> What to produce
Every record must reappear in the answer exactly as given.

*** The data Section Begins ***

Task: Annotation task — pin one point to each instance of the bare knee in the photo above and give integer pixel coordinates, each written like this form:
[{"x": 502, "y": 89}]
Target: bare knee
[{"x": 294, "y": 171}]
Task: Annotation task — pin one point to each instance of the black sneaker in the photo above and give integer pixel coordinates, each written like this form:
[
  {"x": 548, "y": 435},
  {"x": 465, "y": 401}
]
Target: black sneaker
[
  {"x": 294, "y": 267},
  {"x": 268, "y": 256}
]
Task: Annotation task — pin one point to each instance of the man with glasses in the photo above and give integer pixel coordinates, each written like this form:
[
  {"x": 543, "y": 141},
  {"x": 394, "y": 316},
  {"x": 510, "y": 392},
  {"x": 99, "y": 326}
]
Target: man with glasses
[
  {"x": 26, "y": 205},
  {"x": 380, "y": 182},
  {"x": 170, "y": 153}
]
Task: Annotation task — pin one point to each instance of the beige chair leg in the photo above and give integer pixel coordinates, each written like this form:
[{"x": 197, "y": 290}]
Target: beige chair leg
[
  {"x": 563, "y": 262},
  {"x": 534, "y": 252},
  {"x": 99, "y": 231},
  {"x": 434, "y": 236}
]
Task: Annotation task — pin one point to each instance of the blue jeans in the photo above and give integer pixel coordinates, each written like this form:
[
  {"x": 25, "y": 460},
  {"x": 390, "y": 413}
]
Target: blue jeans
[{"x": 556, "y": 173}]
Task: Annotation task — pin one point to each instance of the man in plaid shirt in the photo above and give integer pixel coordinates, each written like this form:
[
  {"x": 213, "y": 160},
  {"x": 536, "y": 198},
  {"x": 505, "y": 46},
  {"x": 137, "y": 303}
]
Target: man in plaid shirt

*** The data Section Ends ***

> Your response
Task: Annotation task — pin one point to each instance of the bare knee in the photo above and give integer pixel coordinates, each written like this form:
[{"x": 502, "y": 89}]
Target: bare knee
[{"x": 294, "y": 171}]
Task: Annotation task — pin one point to each instance of the black sneaker in the photo above and give integer pixel coordinates, each written like this form:
[
  {"x": 548, "y": 435},
  {"x": 465, "y": 401}
]
Target: black sneaker
[
  {"x": 294, "y": 267},
  {"x": 268, "y": 256}
]
Task: Annotation task — pin one point to each instance of the man with glasses in the photo above and give integer pixel coordinates, each written like this form:
[
  {"x": 543, "y": 141},
  {"x": 394, "y": 316},
  {"x": 510, "y": 392},
  {"x": 99, "y": 326}
]
Target: man with glasses
[
  {"x": 26, "y": 205},
  {"x": 380, "y": 182},
  {"x": 170, "y": 153}
]
Task: Annotation task — pin one point to each instance of the beige chair leg in the photo above and give integer pixel coordinates, each written like this form:
[{"x": 197, "y": 290}]
Target: beige chair leg
[
  {"x": 563, "y": 262},
  {"x": 534, "y": 252},
  {"x": 99, "y": 231},
  {"x": 434, "y": 236}
]
Task: Annotation task — pin one point to each instance of the blue jeans in the photo above and give integer pixel coordinates, each written like this form:
[
  {"x": 25, "y": 460},
  {"x": 390, "y": 413}
]
Target: blue jeans
[{"x": 556, "y": 173}]
Task: Annotation task — pin one point to each instance of the man in plaid shirt in the photo above and give integer pixel coordinates, each written like this form:
[
  {"x": 213, "y": 160},
  {"x": 536, "y": 198},
  {"x": 505, "y": 46},
  {"x": 137, "y": 303}
]
Target: man in plaid shirt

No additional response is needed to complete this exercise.